Directive> Write each line exactly as it stands, from the line containing "Objective — one pin per instance of the wooden" through the end of the data.

(Location annotation dataset excerpts)

--*--

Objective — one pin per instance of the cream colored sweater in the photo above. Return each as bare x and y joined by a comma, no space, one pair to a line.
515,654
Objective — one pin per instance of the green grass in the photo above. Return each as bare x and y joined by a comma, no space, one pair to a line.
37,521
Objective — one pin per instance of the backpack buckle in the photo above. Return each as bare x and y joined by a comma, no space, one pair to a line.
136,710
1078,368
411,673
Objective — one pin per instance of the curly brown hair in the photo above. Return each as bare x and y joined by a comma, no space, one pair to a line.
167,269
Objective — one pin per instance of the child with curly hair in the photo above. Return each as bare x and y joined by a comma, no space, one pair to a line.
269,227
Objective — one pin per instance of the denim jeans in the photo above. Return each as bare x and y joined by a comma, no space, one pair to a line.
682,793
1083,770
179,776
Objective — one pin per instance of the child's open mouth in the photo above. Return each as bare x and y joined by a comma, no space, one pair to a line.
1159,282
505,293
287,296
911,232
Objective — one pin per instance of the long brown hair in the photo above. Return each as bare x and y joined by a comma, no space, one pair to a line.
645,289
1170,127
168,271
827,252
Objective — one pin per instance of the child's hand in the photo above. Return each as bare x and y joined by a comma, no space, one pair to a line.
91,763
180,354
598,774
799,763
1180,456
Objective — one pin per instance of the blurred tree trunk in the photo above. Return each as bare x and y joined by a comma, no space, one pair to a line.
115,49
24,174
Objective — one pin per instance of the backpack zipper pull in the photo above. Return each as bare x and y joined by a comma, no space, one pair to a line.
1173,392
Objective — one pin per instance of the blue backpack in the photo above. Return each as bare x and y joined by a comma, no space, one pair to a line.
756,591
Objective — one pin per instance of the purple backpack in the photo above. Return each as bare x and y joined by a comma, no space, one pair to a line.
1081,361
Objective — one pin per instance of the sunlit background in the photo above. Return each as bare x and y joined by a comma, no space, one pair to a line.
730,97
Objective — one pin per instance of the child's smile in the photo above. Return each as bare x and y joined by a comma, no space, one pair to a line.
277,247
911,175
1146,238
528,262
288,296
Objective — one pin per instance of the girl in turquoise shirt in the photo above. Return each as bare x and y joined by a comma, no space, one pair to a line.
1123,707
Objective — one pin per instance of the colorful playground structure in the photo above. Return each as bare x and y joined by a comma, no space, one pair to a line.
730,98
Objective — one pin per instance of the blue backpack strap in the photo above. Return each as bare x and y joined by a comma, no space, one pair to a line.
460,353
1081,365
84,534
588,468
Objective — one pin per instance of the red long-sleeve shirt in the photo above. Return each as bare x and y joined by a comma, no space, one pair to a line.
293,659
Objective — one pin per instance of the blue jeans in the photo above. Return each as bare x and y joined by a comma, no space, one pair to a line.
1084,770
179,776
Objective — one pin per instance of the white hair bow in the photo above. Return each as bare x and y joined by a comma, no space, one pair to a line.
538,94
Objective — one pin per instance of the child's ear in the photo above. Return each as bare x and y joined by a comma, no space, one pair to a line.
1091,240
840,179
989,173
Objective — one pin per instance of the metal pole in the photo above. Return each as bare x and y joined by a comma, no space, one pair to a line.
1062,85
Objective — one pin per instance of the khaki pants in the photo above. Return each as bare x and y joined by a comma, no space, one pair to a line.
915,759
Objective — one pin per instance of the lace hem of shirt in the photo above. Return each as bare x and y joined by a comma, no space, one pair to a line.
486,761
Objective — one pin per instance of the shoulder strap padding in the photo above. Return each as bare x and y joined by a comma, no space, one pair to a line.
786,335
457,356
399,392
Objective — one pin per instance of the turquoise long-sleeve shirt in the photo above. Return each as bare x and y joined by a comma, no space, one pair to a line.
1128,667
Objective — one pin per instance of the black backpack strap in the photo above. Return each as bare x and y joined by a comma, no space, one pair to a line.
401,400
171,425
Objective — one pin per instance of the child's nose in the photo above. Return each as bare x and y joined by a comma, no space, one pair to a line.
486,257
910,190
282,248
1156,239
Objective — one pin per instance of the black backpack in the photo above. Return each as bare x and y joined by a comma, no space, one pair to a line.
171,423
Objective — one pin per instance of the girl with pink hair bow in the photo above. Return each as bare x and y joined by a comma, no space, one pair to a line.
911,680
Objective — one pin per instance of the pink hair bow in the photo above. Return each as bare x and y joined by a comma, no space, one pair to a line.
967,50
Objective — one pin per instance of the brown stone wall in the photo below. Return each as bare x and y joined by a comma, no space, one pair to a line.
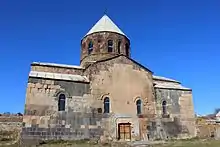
10,128
53,69
42,120
179,122
123,82
100,46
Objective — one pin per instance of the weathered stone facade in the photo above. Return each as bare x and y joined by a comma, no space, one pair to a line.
109,96
100,46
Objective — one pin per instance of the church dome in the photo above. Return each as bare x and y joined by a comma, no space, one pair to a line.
105,24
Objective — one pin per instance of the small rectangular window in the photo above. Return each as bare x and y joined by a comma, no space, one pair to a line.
110,46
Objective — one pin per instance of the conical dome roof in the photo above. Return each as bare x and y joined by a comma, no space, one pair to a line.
105,24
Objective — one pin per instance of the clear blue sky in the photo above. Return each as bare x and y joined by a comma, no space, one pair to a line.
179,39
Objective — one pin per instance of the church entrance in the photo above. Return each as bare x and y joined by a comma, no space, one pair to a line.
124,131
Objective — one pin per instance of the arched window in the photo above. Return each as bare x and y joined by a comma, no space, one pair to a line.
119,47
90,47
106,105
138,104
127,49
61,102
164,107
110,45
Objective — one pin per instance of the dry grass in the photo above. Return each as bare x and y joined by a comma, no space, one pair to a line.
192,143
189,143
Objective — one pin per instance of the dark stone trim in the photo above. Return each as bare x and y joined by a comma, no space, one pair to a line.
174,89
119,56
36,64
58,80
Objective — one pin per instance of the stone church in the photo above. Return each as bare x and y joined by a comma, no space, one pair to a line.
108,96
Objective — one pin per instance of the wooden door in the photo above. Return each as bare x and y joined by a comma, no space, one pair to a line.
124,131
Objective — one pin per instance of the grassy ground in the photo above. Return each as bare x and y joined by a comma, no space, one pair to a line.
190,143
194,143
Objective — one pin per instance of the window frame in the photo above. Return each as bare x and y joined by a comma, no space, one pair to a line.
110,46
119,47
139,107
106,103
90,47
62,102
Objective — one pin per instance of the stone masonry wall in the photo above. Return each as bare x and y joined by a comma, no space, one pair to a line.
10,127
76,71
123,82
179,121
100,46
43,121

--*--

Written response>
Objective — one pin per instance of the wooden door in the photo above. Return each as bare x and y joined by a comma, no space, one pair to a line.
124,131
Objective — one pin per instance of the grassy ground in the photo above. Return each as bare x and y joined by a comma, no space, one pair to a line.
190,143
194,143
Objective — one pin per instance of the window frame in the photo above. Return each as bare x and y joined by a comma, no space, one pair to a line.
110,46
119,47
139,107
106,103
90,47
62,102
Objective — one pin per instance of the stone masonry wall in the photo above. Return each as bare x and y joined by a comma, no space, one pair to a line.
10,127
76,71
123,82
179,121
100,46
43,121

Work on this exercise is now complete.